§ **DIRECTIONS**: Could you return all of the records exactly, minus their images?

● ● ● ● ●

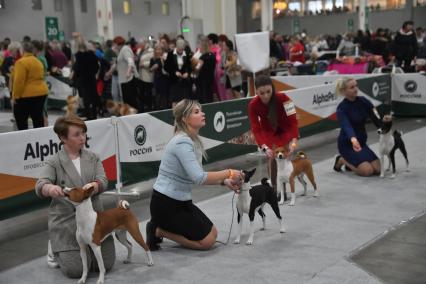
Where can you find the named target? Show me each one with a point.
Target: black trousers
(146, 94)
(29, 107)
(131, 94)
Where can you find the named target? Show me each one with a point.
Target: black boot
(151, 240)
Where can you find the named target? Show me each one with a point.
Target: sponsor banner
(409, 88)
(253, 51)
(319, 102)
(283, 83)
(143, 137)
(27, 152)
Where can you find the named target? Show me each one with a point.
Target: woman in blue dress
(352, 114)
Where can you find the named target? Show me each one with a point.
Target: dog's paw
(149, 260)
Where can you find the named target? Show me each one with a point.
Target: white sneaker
(51, 262)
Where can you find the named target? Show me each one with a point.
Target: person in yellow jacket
(29, 89)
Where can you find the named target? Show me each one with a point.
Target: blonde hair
(181, 112)
(341, 85)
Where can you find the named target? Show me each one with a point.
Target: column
(361, 14)
(267, 23)
(104, 19)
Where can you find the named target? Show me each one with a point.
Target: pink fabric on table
(358, 68)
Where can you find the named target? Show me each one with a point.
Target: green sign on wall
(296, 25)
(52, 28)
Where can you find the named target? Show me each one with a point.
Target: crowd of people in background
(154, 74)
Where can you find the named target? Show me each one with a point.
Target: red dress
(286, 122)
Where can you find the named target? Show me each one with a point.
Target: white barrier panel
(409, 88)
(253, 51)
(409, 94)
(143, 137)
(24, 153)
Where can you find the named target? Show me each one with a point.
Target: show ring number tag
(289, 108)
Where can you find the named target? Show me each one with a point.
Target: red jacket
(286, 125)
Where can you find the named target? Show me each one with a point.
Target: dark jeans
(91, 99)
(146, 91)
(131, 94)
(29, 107)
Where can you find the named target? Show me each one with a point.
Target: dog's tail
(124, 204)
(265, 181)
(301, 155)
(397, 133)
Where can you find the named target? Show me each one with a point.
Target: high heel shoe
(337, 169)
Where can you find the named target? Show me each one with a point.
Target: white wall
(139, 24)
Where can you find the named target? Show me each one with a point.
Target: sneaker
(51, 262)
(337, 169)
(151, 240)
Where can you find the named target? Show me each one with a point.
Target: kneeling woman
(352, 114)
(173, 215)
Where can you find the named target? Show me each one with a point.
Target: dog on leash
(388, 143)
(252, 199)
(287, 170)
(93, 227)
(73, 102)
(120, 109)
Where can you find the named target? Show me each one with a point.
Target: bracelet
(231, 174)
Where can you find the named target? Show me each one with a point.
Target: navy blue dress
(352, 117)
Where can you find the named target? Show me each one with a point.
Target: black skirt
(179, 217)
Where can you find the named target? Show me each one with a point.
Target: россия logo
(219, 121)
(140, 135)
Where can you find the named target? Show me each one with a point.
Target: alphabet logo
(219, 121)
(410, 86)
(140, 135)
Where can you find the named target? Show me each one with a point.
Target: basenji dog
(93, 227)
(252, 199)
(287, 170)
(388, 143)
(120, 109)
(73, 102)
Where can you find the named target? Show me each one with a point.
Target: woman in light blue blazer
(173, 215)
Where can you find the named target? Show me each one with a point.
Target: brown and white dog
(287, 170)
(73, 102)
(93, 227)
(120, 109)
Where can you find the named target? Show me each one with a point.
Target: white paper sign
(253, 51)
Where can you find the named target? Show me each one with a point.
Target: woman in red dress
(273, 122)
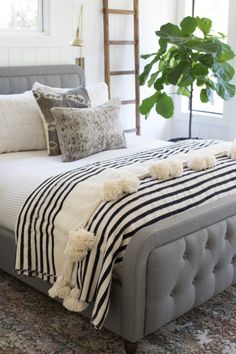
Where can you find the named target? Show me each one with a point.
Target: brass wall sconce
(78, 41)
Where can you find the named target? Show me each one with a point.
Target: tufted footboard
(170, 268)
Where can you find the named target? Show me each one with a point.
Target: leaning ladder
(135, 43)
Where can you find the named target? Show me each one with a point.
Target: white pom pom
(112, 190)
(177, 168)
(63, 292)
(75, 293)
(59, 289)
(160, 170)
(72, 304)
(210, 160)
(130, 184)
(197, 163)
(53, 292)
(80, 242)
(232, 151)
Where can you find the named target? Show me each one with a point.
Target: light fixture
(78, 41)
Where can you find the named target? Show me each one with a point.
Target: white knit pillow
(21, 126)
(97, 91)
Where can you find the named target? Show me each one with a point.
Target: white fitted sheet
(22, 172)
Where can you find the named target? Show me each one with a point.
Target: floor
(35, 324)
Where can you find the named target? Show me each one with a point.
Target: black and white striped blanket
(44, 213)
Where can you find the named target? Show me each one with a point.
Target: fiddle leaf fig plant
(189, 54)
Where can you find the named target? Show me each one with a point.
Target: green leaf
(148, 103)
(188, 25)
(225, 90)
(210, 95)
(204, 24)
(204, 96)
(159, 83)
(183, 91)
(201, 80)
(224, 70)
(199, 69)
(205, 46)
(165, 106)
(224, 52)
(163, 45)
(169, 29)
(206, 59)
(175, 73)
(146, 56)
(153, 78)
(186, 79)
(210, 84)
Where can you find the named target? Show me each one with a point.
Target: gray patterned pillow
(83, 132)
(77, 98)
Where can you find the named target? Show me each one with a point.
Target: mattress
(22, 172)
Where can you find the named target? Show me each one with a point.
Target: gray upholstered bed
(192, 259)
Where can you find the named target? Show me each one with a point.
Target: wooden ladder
(135, 43)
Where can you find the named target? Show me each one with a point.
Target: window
(21, 15)
(218, 12)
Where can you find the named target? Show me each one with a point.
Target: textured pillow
(97, 91)
(85, 132)
(77, 98)
(21, 127)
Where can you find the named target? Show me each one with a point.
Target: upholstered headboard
(20, 79)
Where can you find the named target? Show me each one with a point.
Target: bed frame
(169, 267)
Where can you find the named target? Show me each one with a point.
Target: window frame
(181, 109)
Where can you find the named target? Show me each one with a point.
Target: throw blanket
(70, 205)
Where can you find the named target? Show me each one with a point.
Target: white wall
(53, 48)
(205, 125)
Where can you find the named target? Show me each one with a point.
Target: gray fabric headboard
(20, 79)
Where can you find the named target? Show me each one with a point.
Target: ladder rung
(134, 130)
(121, 42)
(127, 72)
(120, 12)
(128, 102)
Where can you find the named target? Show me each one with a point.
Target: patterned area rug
(34, 324)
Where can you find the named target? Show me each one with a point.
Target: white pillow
(98, 91)
(21, 126)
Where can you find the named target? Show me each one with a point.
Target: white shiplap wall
(53, 47)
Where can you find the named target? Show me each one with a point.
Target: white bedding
(22, 172)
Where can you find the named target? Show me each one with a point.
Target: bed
(192, 259)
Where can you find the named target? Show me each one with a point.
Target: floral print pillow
(77, 98)
(83, 132)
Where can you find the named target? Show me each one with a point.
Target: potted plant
(184, 59)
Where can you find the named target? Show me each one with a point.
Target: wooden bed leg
(130, 348)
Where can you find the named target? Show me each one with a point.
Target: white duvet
(22, 172)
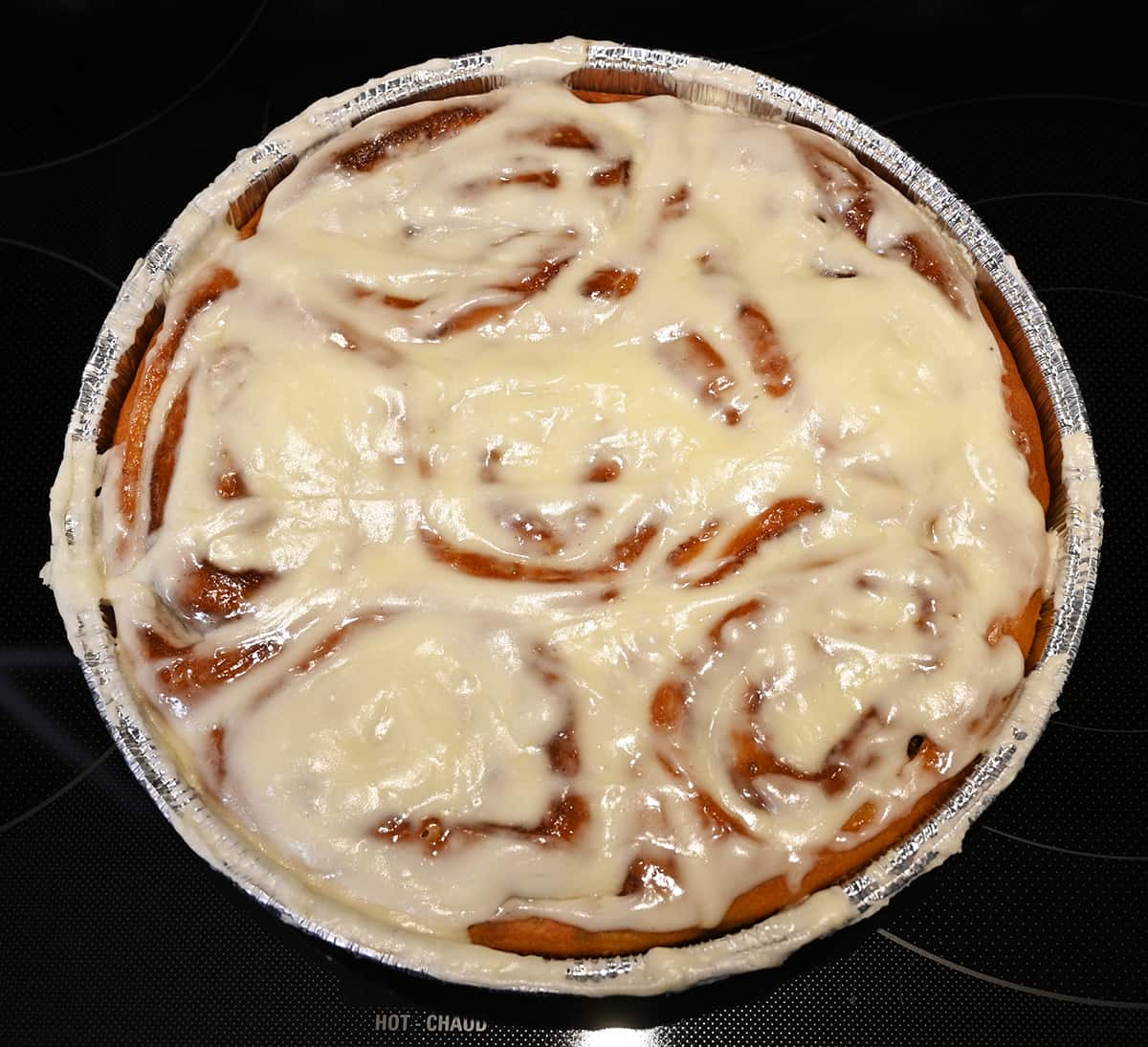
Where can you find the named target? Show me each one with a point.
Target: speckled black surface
(113, 930)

● ● ● ● ●

§ **TASK ANSWER**:
Where can you find the named target? Show me each one with a point.
Target: black trousers
(146, 94)
(29, 107)
(131, 94)
Where can you find the named target? Show me each one with a point.
Target: black boot
(151, 240)
Where can you find the named target? Show me each one with a point.
Target: sponsor banner
(409, 88)
(253, 51)
(319, 102)
(283, 83)
(143, 137)
(27, 152)
Where can you find the named target? Show me each one with a point.
Target: woman in blue dress
(352, 114)
Where can you find the named target? Show me each one with a point.
Target: dog's paw
(149, 260)
Where can you find the named target? Show me each one with a point.
Target: white sneaker
(51, 262)
Where can you find the named target? Show me each one with a point.
Target: person in yellow jacket
(29, 89)
Where can you find the named target? Show me each one with a point.
Target: blonde hair
(181, 112)
(341, 85)
Where can you find the named target? Show me each one with a point.
Target: column
(361, 14)
(267, 23)
(104, 19)
Where can you find the named target? Show me each one with a point.
Target: pink fabric on table
(358, 68)
Where can you find the named target? Show me each one with a point.
Target: green sign on wall
(296, 25)
(52, 28)
Where can you find the named target? Show me each one with a point.
Target: crowd of people in background
(154, 74)
Where can you find the named target? Show me each one with a point.
Target: red dress
(286, 122)
Where can you find the named target? Show me each one with a point.
Target: white barrier panel
(409, 88)
(253, 51)
(409, 94)
(143, 137)
(24, 153)
Where can you find the named target? Show me each one with a point.
Target: show ring number tag
(289, 108)
Where can you find the named target? Show me each one with a point.
Target: red jacket
(286, 125)
Where can you find the named target? Show me each one with a point.
Target: dark jeans
(91, 99)
(146, 91)
(131, 94)
(29, 107)
Where can you find the named target? Show me each one with a point.
Target: dog's tail
(124, 204)
(265, 181)
(301, 155)
(397, 133)
Where can you find the named target? Show me each one with a point.
Target: high heel shoe
(337, 169)
Where can you find the named target? Show me each one with a point.
Target: white wall
(139, 24)
Where can you find the named target? Show me each one with a point.
Target: sneaker
(51, 262)
(337, 169)
(151, 240)
Where can you find the named target? Show me each one with a point.
Target: kneeling woman
(352, 114)
(173, 215)
Where can you find the named target? Show me each one with a point.
Target: dog on leash
(388, 143)
(252, 199)
(287, 170)
(93, 227)
(73, 102)
(120, 109)
Where can you find the named target? Show me each one with a point.
Target: bracelet
(231, 174)
Where can you find the named target? Show me each one with a point.
Target: navy blue dress
(352, 117)
Where can you find the named target? Show me each one with a point.
Target: black skirt
(179, 217)
Where can you find the named target? Show me each one with a point.
Target: россия logo
(219, 121)
(140, 135)
Where can you find the named target? Show me each one with a point.
Target: alphabet logo
(219, 121)
(410, 86)
(140, 135)
Where can you find the named target? Show me each one with a point.
Target: basenji dog
(93, 227)
(252, 199)
(287, 170)
(388, 143)
(120, 109)
(73, 102)
Where can you find the named target? Show me each one with a point.
Target: woman in light blue blazer
(173, 215)
Where can you find the named target? Show me each one with a point.
Target: brown and white dog
(287, 170)
(73, 102)
(93, 227)
(120, 109)
Where can you find the named target? Show me each one with a point.
Target: white paper sign
(253, 51)
Where can you find the named target? Show me each one with a point.
Target: woman in red dress
(273, 122)
Where can you find the named target? Show me each one with a point.
Target: brass wall sconce
(78, 41)
Where can you find the named target? Show me each one with a point.
Target: tufted footboard
(170, 268)
Where can you find the named target? Show me each one with a point.
Target: leaning ladder
(135, 43)
Where can you find the named target? Show me each one with a point.
Target: white pom pom
(112, 190)
(177, 168)
(63, 292)
(75, 293)
(59, 289)
(160, 170)
(72, 304)
(210, 160)
(130, 184)
(197, 163)
(53, 292)
(80, 242)
(232, 151)
Where can you find the named target? Show me each one with a point.
Target: light fixture
(78, 41)
Where can you find the named target? Show me each one with a point.
Target: white knit pillow
(21, 126)
(97, 91)
Where can you find the named target? Show me each one with a point.
Target: white fitted sheet
(22, 172)
Where can you find the named target? Show me each one with a point.
Target: floor
(35, 324)
Where can you find the named target? Show me each one with a point.
Target: black and white striped blanket
(44, 213)
Where can you find the named target? Show me each one with a point.
Target: fiddle leaf fig plant
(189, 54)
Where can you find the named target? Show me each one with a point.
Target: green leaf
(148, 103)
(188, 25)
(225, 90)
(210, 95)
(204, 24)
(204, 96)
(159, 83)
(183, 91)
(201, 80)
(224, 70)
(199, 69)
(205, 46)
(165, 106)
(224, 52)
(163, 45)
(169, 29)
(206, 59)
(175, 73)
(146, 56)
(153, 78)
(186, 79)
(210, 84)
Where can you find the named target? Show me each one with a point.
Target: gray patterned pillow
(83, 132)
(77, 98)
Where can you find the named target? Show me each one with a point.
Target: mattress
(22, 172)
Where can you find the named target? Show me each one with a point.
Target: gray upholstered bed
(192, 259)
Where can you find the named target? Show me each one with a point.
Target: wooden ladder
(135, 43)
Where can you find the named target? Show me each one with a point.
Target: window
(21, 15)
(218, 12)
Where can you find the named target? Show me each one with a point.
Target: textured pillow
(97, 91)
(85, 132)
(77, 98)
(21, 127)
Where can you find the named target? Show me each one with a point.
Target: upholstered headboard
(20, 79)
Where can you find the named target? Show me each one with a point.
Target: bed frame
(169, 267)
Where can you find the named target? Show me each one with a point.
Target: window frame
(181, 109)
Where can you find the named target? Show me each one with a point.
Target: throw blanket
(70, 205)
Where can you find the named target? Show me each one with a point.
Target: white wall
(53, 48)
(205, 125)
Where can you find the named target? Show me each one with a point.
Target: gray fabric headboard
(20, 79)
Where can you find the named target? Show me each one with a point.
Target: ladder rung
(134, 130)
(121, 42)
(127, 72)
(120, 12)
(128, 102)
Where can you find the named target? Show me each one with a point.
Target: patterned area rug
(34, 324)
Where can you find the named target? Show me each one with a point.
Target: white pillow
(98, 91)
(21, 126)
Where can you find the named target? Show me each one with a point.
Target: white shiplap wall
(53, 47)
Where can you find the named target? Show me each one with a point.
Target: white bedding
(22, 172)
Where can you find the named target? Show me each one with a point.
Target: bed
(192, 259)
Where can you find the named target? Show me each one with a point.
Target: floral print pillow
(77, 98)
(83, 132)
Where can you find the named target? Show me each one with a point.
Target: potted plant
(184, 59)
Where can you find the named target? Show me each one with a point.
Target: wooden bed leg
(130, 348)
Where can you find the named target? Show me each one with a point.
Target: white duvet
(22, 172)
Where can you find the named target? Show me each one with a point.
Target: speckled black surface
(113, 930)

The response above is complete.